**TASK DETAILS:** Carry on the description of the resilient tongue in the footwear sole, picking up right after its final sentence.

**SOURCE TEXT:**
In FIG. 2, one end of arcuate resilient panel-shaped tongue 21 is fixedly secured to the inner surface 13A by fastener 20. When compressive force B is applied to upper portion 13, and consequently to tongue 21, tongue 21 is displaced upwardly in the direction of arrow D in FIG. 2. When tongue 21 is resiliently deflected by force B toward upper portion 13, tongue 21 rolls and/or slides over the inner surface 14A of bottom portion 14 and the point(s) at which tongue 21 contacts lower portion 14 move to the left in FIG. 2. When the compressive force B is released or removed, tongue 21 is likewise released and resiliently moves in a direction opposite that of arrow D and returns to the first operative position illustrated in FIG. 2. While tongue 21 is returning resiliently to its first operative position, the point(s) at which tongue 18 contacts lower portion 14 move over inner surface 14A toward the right in FIG. 2 back to the first operative position depicted FIG. 2. Arrows T in FIG. 2 indicate how the points at which tongue 21 contacts the inner surface 14A of bottom portion 14 move laterally during the deflection and release of resilient tongue 21. Tongue 21 is preferably, although not necessarily, partially or completely enclosed by and concealed in sole 12.
In the embodiment of the invention illustrated in FIG. 3, each end of resilient arcuate panel shaped tongue 22 is fixedly attached to a different cylindrically shaped member 23, 24 which slides over upper surface 14A during the deflection and release of tongue 22. When compressive force B is generated against deformable upper portion 13, and therefore against arcuate tongue 22, the intermediate section of tongue 22 is displaced in the direction of arrow G and members 23 and 24 slide outwardly over surface 14A in the directions E and F, respectively. When compressive force B is released (typically when an individual wearing the footwear lifts his foot off the ground), tongue 22 resiliently returns to the configuration illustrated in FIG. 3. While tongue 22 is resiliently returning to the configuration of FIG. 3, member 23 slides over surface 14A in a direction opposite that of arrow E and member 24 slides over surface 14A in a direction opposite that of arrow F.

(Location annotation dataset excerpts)
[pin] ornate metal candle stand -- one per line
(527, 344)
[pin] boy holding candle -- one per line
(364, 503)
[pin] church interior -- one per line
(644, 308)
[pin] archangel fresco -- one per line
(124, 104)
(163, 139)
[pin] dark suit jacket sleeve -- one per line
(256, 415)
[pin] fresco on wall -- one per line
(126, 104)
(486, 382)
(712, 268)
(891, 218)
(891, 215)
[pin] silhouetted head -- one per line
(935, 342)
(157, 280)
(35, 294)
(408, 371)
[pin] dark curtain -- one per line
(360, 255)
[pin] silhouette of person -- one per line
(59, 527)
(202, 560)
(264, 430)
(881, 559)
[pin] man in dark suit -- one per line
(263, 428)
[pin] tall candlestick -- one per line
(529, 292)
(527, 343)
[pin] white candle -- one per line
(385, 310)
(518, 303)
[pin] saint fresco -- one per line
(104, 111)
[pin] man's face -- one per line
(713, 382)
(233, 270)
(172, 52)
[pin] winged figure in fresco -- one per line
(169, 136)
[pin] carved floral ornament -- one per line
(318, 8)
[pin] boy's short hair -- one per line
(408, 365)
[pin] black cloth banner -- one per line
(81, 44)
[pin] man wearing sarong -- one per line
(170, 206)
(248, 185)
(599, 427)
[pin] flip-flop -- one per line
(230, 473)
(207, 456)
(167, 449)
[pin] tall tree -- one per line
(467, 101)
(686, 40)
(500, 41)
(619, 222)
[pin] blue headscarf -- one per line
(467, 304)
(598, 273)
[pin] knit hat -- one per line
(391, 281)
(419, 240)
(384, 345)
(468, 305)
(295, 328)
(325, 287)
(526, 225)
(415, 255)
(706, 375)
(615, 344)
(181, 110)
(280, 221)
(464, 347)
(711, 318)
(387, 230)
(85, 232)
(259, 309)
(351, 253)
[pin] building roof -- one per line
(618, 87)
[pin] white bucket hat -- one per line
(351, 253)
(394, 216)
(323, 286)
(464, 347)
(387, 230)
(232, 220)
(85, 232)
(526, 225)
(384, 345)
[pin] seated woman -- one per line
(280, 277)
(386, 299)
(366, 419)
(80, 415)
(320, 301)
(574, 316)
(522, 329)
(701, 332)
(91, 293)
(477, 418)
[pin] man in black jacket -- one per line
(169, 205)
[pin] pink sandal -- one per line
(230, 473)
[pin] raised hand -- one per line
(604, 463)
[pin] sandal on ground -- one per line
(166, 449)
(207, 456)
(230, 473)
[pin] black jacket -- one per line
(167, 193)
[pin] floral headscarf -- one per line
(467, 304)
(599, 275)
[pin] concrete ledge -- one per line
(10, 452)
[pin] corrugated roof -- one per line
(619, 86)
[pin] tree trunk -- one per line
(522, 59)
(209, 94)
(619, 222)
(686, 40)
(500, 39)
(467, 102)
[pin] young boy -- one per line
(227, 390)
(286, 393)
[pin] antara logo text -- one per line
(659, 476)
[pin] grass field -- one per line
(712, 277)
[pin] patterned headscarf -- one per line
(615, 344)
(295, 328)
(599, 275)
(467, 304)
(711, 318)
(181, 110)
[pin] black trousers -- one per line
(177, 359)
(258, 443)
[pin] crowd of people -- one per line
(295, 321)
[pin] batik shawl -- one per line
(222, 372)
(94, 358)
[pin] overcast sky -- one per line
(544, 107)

**ANSWER TO THE PROBLEM:**
FIG. 4 is a bottom view of arcuate tongue 18 and base 17. Tongue 18 is generally U-shaped and includes ends 25 and 26. The shape and dimension of tongue 18 can vary as desired.
FIG. 5 is a bottom view of arcuate tongue 21 and cylindrically shaped fastener 20. Tongue 21 is generally U-shaped and includes ends 27 and 28. The shape and dimension of tongue 21 can vary as desired; for example, as indicated by dashed line 21A, the space between fingers 27 and 28 can be eliminated so that tongue 21 is solid U-shaped panel member.
FIG. 6 is a bottom view of arcuate tongue 22 and cylindrically shaped members 23 and 24. Tongue 22 is, as can be seen, a solid panel member without perforations or openings formed therethrough.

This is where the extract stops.